- _Your goal_: Leave the pictures out and give every entry again exactly.

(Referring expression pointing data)
........

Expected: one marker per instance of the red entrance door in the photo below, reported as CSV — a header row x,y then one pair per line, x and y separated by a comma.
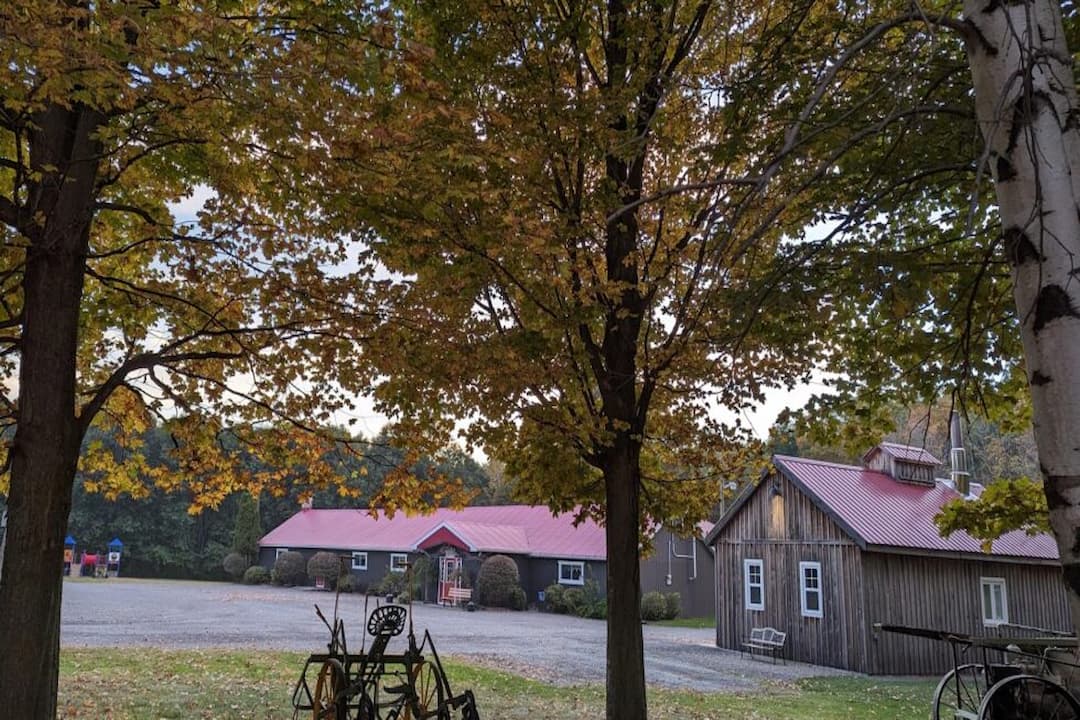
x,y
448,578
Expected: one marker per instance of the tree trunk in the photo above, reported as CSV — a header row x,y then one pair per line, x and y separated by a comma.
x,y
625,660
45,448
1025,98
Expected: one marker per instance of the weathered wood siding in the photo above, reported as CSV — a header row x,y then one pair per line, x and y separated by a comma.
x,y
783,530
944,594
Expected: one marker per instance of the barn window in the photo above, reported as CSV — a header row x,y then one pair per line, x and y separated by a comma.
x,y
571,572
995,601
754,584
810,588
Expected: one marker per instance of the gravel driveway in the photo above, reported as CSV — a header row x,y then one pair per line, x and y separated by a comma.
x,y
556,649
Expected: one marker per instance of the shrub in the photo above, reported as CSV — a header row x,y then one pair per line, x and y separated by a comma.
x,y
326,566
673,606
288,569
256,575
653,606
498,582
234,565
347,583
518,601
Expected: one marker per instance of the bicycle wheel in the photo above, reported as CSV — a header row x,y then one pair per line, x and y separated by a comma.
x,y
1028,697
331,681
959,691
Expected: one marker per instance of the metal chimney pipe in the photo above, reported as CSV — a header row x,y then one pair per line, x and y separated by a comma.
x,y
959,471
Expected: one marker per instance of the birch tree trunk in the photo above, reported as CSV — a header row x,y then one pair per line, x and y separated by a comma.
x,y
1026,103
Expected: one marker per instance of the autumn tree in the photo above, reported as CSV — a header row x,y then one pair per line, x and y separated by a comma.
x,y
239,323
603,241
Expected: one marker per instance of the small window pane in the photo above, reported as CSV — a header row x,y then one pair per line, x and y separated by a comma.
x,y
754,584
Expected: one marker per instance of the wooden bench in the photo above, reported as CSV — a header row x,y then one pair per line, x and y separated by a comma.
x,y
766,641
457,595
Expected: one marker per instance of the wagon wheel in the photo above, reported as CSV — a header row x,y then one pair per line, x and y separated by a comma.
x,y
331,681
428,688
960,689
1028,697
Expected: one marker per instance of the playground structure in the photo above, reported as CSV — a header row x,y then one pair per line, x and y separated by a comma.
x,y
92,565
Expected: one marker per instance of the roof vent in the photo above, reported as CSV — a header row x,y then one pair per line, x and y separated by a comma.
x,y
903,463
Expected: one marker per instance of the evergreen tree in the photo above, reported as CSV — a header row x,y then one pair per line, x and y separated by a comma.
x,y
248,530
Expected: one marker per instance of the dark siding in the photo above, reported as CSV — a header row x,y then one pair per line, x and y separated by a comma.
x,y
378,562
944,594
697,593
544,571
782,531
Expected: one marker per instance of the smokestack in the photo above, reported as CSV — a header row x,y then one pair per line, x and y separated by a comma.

........

- _Reply to the exercise_:
Expected: one marker per instance of the red entrance door in the photo below, reported as CSV — a header row x,y then one pair per line, x and y separated by a comma.
x,y
448,578
Expected: one marker per instance of the tree trunk in the photo above, reported as CSV — a header row x,y then one pair per line, x and y separated by a comma.
x,y
625,660
45,448
1025,98
Expected: one marker per instance of the weathered wood siding in the photo above, reported as CSV — a header row x,y then one pair per line, x and y separated by a comma.
x,y
783,530
944,594
Expected: one marker per instance of the barn window in the photo above, reported as CSV — a header row x,y then one pair per line, x and y separated by a comma.
x,y
571,572
995,601
754,584
810,588
Expected: one marker per instance of the gravel driveway in the photo above, reported as CSV — a header row x,y then one pair per line, x and y separated by a comma.
x,y
556,649
Expected: one marker per instance of the shrub in the photo above, reported as CSV — a header row x,y then one pair per line, x and y separated by a comma.
x,y
326,566
673,606
288,569
256,575
653,606
498,582
234,565
347,583
518,601
Expected: one marker per instance of the bicycle wheel in the photo above, reported as CSV — a header row x,y then one pair per line, x and y separated by a comma.
x,y
1028,697
331,681
959,691
Expected: one marker per instance of the metal chimney pipe in the photo above, reported as CSV — a header row x,y then one pair per line, x and y separated by a comma.
x,y
959,471
Expected: one marker per instance of the birch tree trunk in the photo above, reported as CSV — a header row x,y then one pair per line, x and y separated by a comma.
x,y
1026,103
Expected: one marker per instance of the autumn tree in the photo above, reported as CSV — a header row x,y then one pair per line, x and y separated by a comma.
x,y
239,323
603,241
Expected: one marker per instance of the small window pane in the photo above, reported as CSV — a header row x,y then one pair per line, x and y separated by a comma.
x,y
754,584
Expected: one marker per instance of the wooden bench in the photo above, reported as CSV — a header row x,y then one pair per line, x and y separated by a comma.
x,y
766,641
457,595
Expected: one marker per instance of the wagon wheel in the photo above, reported as CSV — a header row x,y then one pair per line, x and y separated by a comma.
x,y
331,681
428,688
960,689
1028,697
Expected: one marker per instance of the playground structure in the photo above, reported as CSV — a header row x,y then one pair per line, x and y separated by a comma.
x,y
92,565
Expected: one marker per instance of the roof vent in the photo above, reported as CSV — a header row x,y then one pair per line, x and y separated by a comma.
x,y
903,463
Expected: one marker per instance of the evergreen tree in the photo above, reported as CSV — a header row x,y then one pair per line, x and y separated by a comma.
x,y
248,530
Expected: one marker per instance of the dark siding in the photo above, reported as CSV — a header row x,y then one pair per line, x and y separated by a comma.
x,y
378,562
944,594
697,593
544,571
782,531
Expected: one marker per instance of the smokestack in the photo above, reported as CSV — a header row x,y then one pair per line, x and y separated by a comma.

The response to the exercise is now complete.